_Your goal_
Restate the whole listing word for word. Pictures are left out.

_Labeled-object pointing entries_
━━━━━━━━━━

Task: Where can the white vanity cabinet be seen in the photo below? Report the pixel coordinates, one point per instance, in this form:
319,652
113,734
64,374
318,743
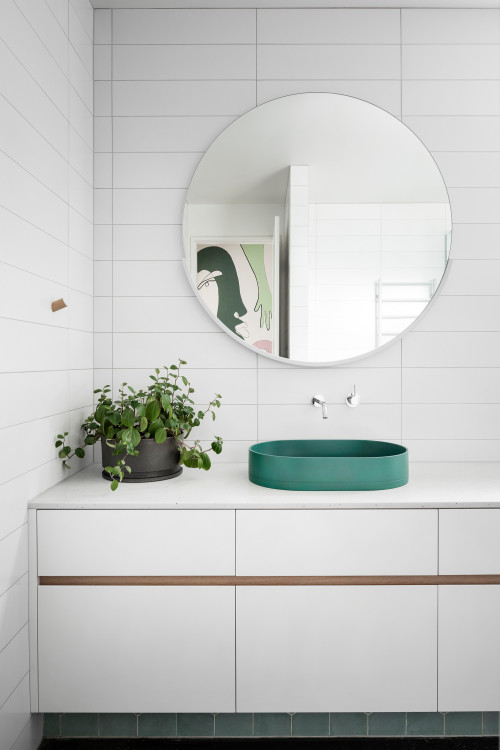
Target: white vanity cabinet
469,616
134,648
353,648
357,648
209,609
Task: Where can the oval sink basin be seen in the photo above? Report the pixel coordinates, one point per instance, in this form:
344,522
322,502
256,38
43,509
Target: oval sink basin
328,465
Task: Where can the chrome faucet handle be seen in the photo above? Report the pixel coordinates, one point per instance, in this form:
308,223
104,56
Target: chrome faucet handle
319,401
353,399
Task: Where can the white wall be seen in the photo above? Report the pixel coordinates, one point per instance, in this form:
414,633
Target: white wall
45,253
168,81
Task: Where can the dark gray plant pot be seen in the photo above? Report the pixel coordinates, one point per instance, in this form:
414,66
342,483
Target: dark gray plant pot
156,461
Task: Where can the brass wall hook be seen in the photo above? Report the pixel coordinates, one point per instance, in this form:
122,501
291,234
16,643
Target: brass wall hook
58,304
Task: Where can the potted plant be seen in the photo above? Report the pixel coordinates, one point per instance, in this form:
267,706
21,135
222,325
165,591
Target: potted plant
144,433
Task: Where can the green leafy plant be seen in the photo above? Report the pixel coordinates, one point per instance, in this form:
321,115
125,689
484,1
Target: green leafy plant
164,409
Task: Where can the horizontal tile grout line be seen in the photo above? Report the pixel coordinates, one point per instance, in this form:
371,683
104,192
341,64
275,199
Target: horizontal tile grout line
295,79
451,187
49,416
45,93
67,35
65,158
55,461
50,281
50,325
43,184
65,370
236,115
296,44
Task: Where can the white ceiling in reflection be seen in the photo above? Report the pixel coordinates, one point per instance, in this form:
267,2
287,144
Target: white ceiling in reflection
355,154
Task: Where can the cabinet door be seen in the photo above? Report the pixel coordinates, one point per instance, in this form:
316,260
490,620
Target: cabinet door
342,648
136,649
469,648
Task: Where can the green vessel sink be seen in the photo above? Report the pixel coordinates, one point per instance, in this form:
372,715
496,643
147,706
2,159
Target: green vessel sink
328,465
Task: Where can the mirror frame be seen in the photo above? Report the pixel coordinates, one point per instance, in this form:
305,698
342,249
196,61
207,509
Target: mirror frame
301,363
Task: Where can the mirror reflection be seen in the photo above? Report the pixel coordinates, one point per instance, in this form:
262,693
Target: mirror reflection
317,228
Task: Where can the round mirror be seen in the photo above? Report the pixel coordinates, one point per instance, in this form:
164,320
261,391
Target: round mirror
316,228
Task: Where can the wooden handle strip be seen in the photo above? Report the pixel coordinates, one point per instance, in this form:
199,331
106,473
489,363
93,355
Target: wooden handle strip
424,580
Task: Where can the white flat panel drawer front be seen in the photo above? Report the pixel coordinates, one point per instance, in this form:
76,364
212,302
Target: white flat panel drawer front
136,649
135,542
469,648
358,648
469,541
336,542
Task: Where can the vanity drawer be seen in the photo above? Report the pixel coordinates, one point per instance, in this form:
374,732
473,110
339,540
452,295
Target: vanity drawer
469,541
135,542
336,542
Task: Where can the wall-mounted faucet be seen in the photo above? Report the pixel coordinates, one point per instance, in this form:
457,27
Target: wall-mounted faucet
318,401
352,399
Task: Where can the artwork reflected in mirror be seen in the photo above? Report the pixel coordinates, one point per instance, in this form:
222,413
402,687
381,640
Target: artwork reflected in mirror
235,281
317,228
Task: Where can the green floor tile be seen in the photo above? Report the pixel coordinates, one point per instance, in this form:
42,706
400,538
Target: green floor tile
272,725
348,725
157,725
425,724
52,725
117,725
79,725
310,725
491,723
195,725
464,724
233,725
386,724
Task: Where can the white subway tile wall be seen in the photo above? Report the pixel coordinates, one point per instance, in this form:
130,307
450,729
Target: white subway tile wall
46,368
174,80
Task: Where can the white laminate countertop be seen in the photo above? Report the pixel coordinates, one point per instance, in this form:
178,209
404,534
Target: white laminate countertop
431,485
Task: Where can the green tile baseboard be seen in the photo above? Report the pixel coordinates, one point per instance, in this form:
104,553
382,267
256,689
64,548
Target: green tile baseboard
421,724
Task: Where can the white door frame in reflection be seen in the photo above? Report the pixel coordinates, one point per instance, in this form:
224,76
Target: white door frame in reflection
364,209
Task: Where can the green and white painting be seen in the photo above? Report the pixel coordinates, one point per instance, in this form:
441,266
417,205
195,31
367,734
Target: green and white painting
235,280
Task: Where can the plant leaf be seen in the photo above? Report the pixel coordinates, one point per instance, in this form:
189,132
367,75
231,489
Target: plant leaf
206,463
128,418
152,410
161,435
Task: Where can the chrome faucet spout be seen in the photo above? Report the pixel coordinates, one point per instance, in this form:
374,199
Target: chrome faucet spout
319,401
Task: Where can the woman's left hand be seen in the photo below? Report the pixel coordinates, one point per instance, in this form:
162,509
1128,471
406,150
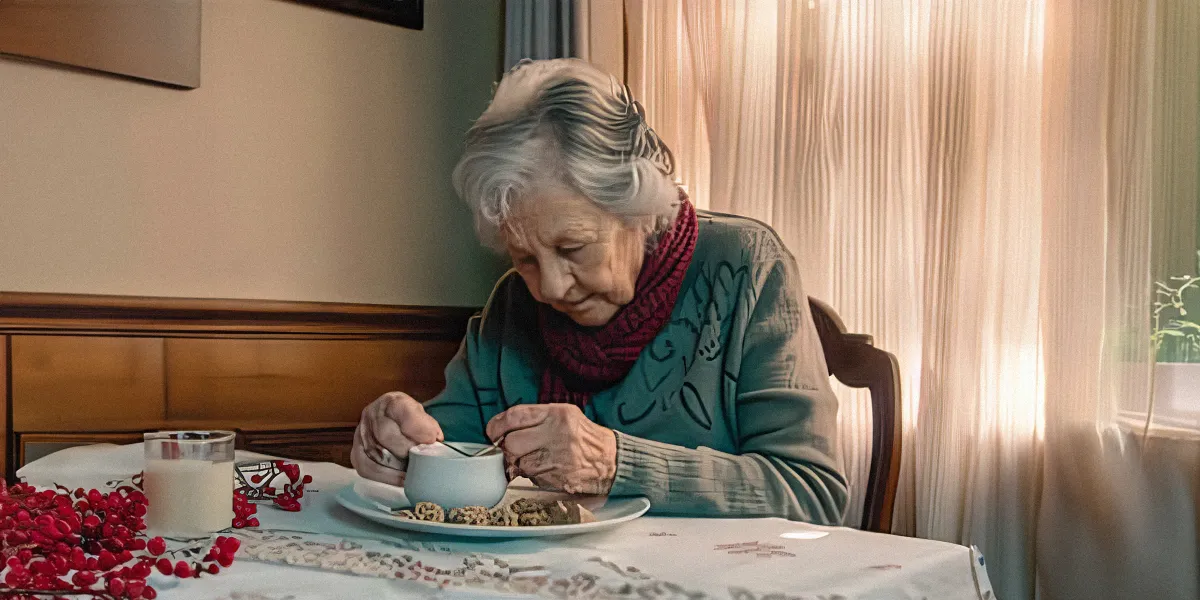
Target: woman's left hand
557,447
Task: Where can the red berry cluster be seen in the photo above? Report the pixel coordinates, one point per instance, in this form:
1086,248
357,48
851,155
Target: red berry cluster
289,498
63,543
244,511
253,491
220,555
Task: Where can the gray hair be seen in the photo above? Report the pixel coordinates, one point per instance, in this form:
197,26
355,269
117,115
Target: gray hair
569,127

━━━━━━━━━━

_Worked solution_
Task: Where can the white vanity cabinet be seen in the photo below? Report the pixel coordinates, one point per instance, in this form:
319,652
113,734
64,374
318,743
Target: white vanity cabinet
469,616
134,648
353,648
357,648
209,609
Task: Where can the oval sink basin be seen in the photo above? Report the pixel coordinates, one point per instance, in this form:
344,522
322,502
256,38
43,509
Target: oval sink basin
328,465
Task: Where can the chrome faucet handle be seen in the photo above? Report the pixel coordinates, one point per instance, in this form:
308,223
104,56
Target: chrome faucet handle
319,401
353,399
Task: Where can the white wall be seen in the photo above? Report the pixel coordinates, one point per instance, in this form:
414,633
Target: white wall
45,253
168,81
Task: Where can the dark gray plant pot be seen in the photo above? Report the pixel coordinates, one point per instance, in this form:
414,66
342,483
Target: dark gray plant pot
156,461
Task: Where can the brass wall hook be seen in the photo above? Report the pixel coordinates, one point per instance, in this form:
122,501
291,234
16,643
Target: brass wall hook
58,304
Task: Where can the potted plant be seen in the photo above? Report the pixel coordinates, one point per instance, in this form:
267,706
21,135
222,325
165,591
Target: potted plant
144,433
Task: Where can the green leafy plant be seen in the photo above? Report the pixel coordinates, one point per instance, in this form:
321,115
125,689
484,1
Target: green leafy plant
164,409
Task: Where can the horizontal tile grout line be seen in the photo above? Report the pixel coordinates, one point per instance, in this form:
371,683
104,192
341,64
275,199
Target: horizontal tile grout line
295,79
451,187
49,416
45,93
67,35
65,158
55,461
50,281
50,325
43,184
65,370
236,115
296,44
Task: Where can the white ceiling in reflection be seen in the photo above? Report the pixel coordinates, one point per instance, in this form:
267,2
287,144
Target: white ceiling in reflection
355,154
Task: Where can the cabinet door be seen in the photo above? Report the pixel coordinates, one point per instance, in this form:
316,260
490,620
Target: cabinet door
342,648
136,649
469,648
Task: Where can the green vessel sink be seen in the photo above? Report the pixel coordinates, one point per instance, in this form:
372,715
496,643
147,706
2,159
Target: green vessel sink
328,465
Task: Where can the mirror frame be seen in the photo above? Report the pixel coordinates, one point per instance, in this form:
305,698
342,249
196,61
207,509
Target: mirror frame
301,363
Task: Where can the mirror reflection be seen in the photo above? Report the pixel coordinates, one point per instance, in this form:
262,693
Target: mirror reflection
317,228
Task: Where can the round mirror be seen in the photo above? Report the pixel coordinates, one point per instance, in this form:
164,320
261,391
Target: round mirror
316,228
Task: Where can the wooden handle strip be seen in the photo above? Report the pixel coordinates, one point per instance, in this form:
199,331
106,473
489,363
93,355
Target: wooden handle strip
424,580
Task: Where can the white flat panel drawer front be seen in the photo above? Report the pixel coordinates, one point per instance, in this form:
76,364
212,302
Target: white flat panel drawer front
136,649
135,542
469,648
358,648
469,541
336,542
Task: Where can the vanity drawer be seen in the photo above? Report the pixel coordinates, one point per instance, in this form:
374,732
473,110
339,540
452,295
Target: vanity drawer
469,541
135,542
336,542
Task: Where can the wall-mounted faucet be seen in the photo above? Report the pixel coordinates, one point per instance, in this form:
457,27
Target: wall-mounted faucet
318,401
352,399
Task: Where can the artwork reflected in mirror be seen in the photo above? Report the pixel coordinates, one point per instance, in this form:
222,413
402,687
381,640
Target: artwork reflected in mirror
235,281
317,228
Task: Where can the green floor tile be seen in the photo above? Report the pixel coordinates, one point per instance, in this form:
42,706
400,538
Target: green floor tile
272,725
348,725
157,725
425,724
52,725
117,725
79,725
310,725
491,723
195,725
464,724
233,725
386,724
Task: Where can the white subway tile wall be seen in the photo above? Report the pixel coordinates, one point per instance, in this form:
130,307
450,729
Target: white subway tile wall
46,368
174,80
Task: Where can the white laminate countertop be seen in the photo above? Report the pixel coordinates, one point per instance, in this form:
178,209
404,534
Target: white laminate countertop
431,485
Task: Where can the green tile baseboard be seen in the photo above? Report the pixel coordinates, one point per instance, in this form:
104,553
382,267
256,689
64,548
Target: green tile baseboard
421,724
Task: Where can the white door frame in reflection be seen in the photo above? Report the pixel coordinates, one point per instance, in this form:
224,76
Target: white door frame in reflection
364,209
Task: Where can the green and white painting be seen in the photo above? Report the pixel coordinates, one point per instance, in this form:
441,266
417,205
195,31
367,734
Target: green and white painting
235,280
Task: Where can the plant leaf be seen in the photo above? Report the pixel coordinates, one point per instance, in this form:
189,132
367,75
231,489
Target: plant leaf
206,463
128,418
152,410
161,435
Task: Where can the chrome faucet spout be seen in the photo above? Report the pixel coordinates, one point per instance, in this form:
374,199
Target: chrome faucet spout
319,401
Task: Where can the woman's left hand be seen in the photo below? Report the pixel coordinates, one point per instance, in this form:
162,509
1128,471
406,150
Target: woman's left hand
557,447
Task: Where can the red berry cluster be seen in the photo above? Report the pixel coordinates, one point per instance, in this form:
1086,248
357,48
851,155
Target: red berry cluster
289,498
63,543
244,511
253,491
220,555
Task: Where can the gray hair be seen in the photo above? Report the pixel coordinates, one point per instance, in this form:
197,26
355,269
117,115
Target: gray hair
569,127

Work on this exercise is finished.